*YOUR TASK*: List every medical procedure or treatment that the article about Jim Taylor mentions he received.
[TEXT EXCERPT Boundary: Start]
Thanks to Alan Shaw who recently covered our ambassador Jim Taylor’s story in his “Health Matters” column in the Sunday Post. You can read the article below:

JIM TAYLOR regards himself as a fortunate man. That’s despite the rugby injury 40 years ago that paralysed him from the chest down. Not even being diagnosed with breast cancer just short of his 60th birthday could convince Jim he’s not one of the lucky ones. “I’m blessed in many ways. I’ve got a great wife, we’ve been married 25 years, and if it wasn’t for Sandra I wouldn’t be half the man I am,” says Jim, 63, from Bearsden. “I’ve been very lucky, and I was very lucky again when Sandra noticed a wee lump next to my nipple and said, ‘I think we’ll go and get it checked out’.

“We got a biopsy done, were called back and I must admit I felt for Sandra because my consultant, who was fantastic, came in and said, ‘Just to let you know, Jim, you’ve got cancer and you’ve got the Rottweiler type.’ “That was December and we got the surgery early January. He gave me a booklet and said, ‘You might want to read that’ but I just said, ‘I don’t really read a lot, just tell me what I’ve to do and I’ll do it’ and he bought into the fact that was my mentality. “Once I healed up I had three lots of chemotherapy and then 16-odd doses of radiotherapy.
[TEXT EXCERPT Boundary: End]
[RECORD EXCERPTS Boundary: Start]
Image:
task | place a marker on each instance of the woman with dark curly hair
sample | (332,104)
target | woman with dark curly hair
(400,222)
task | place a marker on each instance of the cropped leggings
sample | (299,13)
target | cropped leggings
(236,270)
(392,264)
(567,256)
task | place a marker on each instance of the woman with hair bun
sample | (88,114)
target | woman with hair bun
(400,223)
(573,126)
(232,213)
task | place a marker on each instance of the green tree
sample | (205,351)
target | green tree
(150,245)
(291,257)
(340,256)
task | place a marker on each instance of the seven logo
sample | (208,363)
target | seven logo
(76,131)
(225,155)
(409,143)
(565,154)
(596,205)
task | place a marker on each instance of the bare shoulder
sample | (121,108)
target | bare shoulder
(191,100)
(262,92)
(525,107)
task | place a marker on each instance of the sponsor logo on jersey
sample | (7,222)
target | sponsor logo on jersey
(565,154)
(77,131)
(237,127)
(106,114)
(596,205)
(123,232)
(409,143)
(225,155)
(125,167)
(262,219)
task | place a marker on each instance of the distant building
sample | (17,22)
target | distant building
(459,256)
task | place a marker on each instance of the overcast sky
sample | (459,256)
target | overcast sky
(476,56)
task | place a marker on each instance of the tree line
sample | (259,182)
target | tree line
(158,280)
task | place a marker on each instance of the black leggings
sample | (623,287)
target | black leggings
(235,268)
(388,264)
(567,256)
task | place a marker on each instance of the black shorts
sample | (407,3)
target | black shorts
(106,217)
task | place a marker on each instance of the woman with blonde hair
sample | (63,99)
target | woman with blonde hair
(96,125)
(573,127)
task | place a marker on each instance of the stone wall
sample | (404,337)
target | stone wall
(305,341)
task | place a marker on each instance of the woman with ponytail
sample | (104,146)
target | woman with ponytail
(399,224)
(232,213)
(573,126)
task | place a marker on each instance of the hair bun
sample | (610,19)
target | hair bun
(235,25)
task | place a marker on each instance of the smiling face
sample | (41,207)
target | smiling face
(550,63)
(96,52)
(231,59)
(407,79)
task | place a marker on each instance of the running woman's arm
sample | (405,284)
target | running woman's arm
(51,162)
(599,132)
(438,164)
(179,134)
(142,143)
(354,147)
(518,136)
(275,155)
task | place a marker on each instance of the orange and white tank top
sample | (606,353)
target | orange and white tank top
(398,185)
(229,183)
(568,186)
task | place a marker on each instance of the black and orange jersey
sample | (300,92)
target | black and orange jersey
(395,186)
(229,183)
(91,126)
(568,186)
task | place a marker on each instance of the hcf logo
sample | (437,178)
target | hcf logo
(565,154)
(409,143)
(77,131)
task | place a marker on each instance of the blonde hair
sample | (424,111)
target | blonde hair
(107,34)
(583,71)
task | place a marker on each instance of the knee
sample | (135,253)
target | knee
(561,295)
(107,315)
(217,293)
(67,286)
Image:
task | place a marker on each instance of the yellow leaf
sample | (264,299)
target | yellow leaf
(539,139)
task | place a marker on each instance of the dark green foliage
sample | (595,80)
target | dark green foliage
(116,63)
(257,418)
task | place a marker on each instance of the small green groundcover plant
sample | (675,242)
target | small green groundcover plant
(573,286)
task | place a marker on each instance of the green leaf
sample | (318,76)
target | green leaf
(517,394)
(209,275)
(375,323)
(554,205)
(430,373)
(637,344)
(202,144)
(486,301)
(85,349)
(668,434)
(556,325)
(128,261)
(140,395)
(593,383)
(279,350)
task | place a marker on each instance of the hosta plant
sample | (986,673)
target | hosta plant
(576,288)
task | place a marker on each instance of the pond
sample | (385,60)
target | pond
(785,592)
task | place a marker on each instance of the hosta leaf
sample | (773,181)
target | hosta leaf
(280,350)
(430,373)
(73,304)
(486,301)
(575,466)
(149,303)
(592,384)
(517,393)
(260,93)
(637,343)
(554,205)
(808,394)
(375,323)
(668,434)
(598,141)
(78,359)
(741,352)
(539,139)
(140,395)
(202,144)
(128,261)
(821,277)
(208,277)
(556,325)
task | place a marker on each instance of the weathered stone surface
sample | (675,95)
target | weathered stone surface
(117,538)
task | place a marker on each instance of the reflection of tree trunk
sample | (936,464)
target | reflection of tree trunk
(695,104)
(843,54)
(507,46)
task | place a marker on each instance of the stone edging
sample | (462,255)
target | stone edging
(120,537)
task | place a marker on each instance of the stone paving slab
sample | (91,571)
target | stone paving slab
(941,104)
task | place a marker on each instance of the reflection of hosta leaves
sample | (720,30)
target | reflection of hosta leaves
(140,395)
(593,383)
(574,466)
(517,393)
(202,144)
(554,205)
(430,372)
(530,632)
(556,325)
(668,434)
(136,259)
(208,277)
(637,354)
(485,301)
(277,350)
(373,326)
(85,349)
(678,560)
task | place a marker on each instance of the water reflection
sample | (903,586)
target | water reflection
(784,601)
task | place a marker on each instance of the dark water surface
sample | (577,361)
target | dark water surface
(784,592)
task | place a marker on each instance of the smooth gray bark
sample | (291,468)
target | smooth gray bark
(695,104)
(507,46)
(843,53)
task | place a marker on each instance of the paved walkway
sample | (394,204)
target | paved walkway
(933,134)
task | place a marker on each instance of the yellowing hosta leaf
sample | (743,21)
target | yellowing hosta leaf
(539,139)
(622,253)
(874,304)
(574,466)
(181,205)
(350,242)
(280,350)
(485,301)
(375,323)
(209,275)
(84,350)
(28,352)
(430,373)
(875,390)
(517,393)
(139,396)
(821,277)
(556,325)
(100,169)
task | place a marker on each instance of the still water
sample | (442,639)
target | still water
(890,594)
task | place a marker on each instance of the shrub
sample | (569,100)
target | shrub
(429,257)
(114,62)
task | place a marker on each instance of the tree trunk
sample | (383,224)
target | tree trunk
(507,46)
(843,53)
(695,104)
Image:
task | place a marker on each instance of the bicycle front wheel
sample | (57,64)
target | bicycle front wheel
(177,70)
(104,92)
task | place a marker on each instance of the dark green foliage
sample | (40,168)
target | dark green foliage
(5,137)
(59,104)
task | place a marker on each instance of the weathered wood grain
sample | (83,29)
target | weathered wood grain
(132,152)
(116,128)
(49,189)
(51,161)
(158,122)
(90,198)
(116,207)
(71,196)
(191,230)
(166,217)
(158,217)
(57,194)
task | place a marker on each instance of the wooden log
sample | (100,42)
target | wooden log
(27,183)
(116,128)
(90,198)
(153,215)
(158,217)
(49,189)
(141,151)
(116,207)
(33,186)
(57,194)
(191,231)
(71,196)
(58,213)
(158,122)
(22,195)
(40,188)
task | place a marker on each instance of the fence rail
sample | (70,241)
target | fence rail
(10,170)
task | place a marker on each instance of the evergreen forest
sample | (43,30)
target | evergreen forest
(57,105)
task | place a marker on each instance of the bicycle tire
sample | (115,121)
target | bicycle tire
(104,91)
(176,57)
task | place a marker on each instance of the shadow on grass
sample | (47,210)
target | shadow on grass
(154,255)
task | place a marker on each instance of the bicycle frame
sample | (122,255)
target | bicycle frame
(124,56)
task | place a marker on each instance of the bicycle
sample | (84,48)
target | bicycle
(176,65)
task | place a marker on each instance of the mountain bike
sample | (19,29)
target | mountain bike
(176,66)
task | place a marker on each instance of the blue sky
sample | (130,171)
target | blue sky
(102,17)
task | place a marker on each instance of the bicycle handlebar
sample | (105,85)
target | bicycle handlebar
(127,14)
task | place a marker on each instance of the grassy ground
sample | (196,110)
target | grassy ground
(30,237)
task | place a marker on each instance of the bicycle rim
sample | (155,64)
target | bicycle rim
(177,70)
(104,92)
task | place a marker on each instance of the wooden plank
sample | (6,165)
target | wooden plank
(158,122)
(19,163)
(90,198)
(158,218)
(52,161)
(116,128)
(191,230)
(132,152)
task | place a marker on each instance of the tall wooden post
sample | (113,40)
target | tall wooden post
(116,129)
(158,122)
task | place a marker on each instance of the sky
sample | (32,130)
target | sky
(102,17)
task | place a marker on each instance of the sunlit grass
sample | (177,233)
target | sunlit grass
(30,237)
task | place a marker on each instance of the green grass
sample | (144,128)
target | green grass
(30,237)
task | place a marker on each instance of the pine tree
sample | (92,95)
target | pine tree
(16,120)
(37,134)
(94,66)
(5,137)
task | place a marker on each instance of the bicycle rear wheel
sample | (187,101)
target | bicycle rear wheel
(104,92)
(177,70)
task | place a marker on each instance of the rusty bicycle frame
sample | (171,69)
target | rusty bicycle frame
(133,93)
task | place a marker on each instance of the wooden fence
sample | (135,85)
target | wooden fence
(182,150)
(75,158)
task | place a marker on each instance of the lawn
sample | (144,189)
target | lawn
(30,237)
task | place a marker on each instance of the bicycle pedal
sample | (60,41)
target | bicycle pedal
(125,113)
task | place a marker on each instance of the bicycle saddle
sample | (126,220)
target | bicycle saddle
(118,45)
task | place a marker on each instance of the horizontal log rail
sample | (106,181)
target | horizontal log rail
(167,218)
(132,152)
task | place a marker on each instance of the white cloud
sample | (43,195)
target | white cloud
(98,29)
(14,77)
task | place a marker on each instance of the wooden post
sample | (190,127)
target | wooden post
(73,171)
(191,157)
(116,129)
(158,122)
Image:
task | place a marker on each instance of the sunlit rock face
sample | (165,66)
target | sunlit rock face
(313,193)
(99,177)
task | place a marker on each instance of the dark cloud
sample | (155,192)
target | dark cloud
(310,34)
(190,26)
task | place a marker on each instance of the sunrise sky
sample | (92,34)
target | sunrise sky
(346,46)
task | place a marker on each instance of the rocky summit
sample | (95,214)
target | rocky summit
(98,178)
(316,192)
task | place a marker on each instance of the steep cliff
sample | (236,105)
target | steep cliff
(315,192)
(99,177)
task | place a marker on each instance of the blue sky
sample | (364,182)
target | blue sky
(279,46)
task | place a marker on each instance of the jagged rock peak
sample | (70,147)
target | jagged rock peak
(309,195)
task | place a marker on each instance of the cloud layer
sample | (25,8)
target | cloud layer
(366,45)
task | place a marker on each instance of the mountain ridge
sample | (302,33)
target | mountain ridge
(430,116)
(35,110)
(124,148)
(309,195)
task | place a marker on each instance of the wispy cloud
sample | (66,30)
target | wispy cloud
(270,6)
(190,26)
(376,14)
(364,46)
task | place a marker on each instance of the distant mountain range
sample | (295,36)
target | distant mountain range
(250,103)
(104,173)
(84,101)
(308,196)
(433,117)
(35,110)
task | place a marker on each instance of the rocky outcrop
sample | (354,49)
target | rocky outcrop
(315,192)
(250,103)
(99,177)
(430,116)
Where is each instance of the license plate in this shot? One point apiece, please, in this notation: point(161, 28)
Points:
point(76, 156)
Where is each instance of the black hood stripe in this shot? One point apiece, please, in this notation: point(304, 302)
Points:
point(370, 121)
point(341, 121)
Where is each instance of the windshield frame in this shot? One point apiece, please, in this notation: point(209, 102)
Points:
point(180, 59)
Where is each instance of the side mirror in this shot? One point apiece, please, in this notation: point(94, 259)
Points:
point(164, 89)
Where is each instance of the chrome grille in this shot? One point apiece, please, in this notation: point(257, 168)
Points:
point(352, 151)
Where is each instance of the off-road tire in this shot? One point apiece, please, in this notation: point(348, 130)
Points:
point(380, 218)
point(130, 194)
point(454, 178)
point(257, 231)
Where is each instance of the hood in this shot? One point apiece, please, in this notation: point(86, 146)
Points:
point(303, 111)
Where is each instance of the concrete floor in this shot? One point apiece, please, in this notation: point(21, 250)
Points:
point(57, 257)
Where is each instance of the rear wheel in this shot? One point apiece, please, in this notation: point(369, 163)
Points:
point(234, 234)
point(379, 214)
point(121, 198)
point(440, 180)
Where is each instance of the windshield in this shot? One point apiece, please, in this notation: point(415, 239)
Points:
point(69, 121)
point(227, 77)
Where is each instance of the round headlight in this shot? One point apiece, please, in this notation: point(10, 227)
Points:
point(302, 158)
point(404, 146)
[RECORD EXCERPTS Boundary: End]
*WRITTEN ANSWER*: Biopsy, surgery, chemotherapy, radiotherapy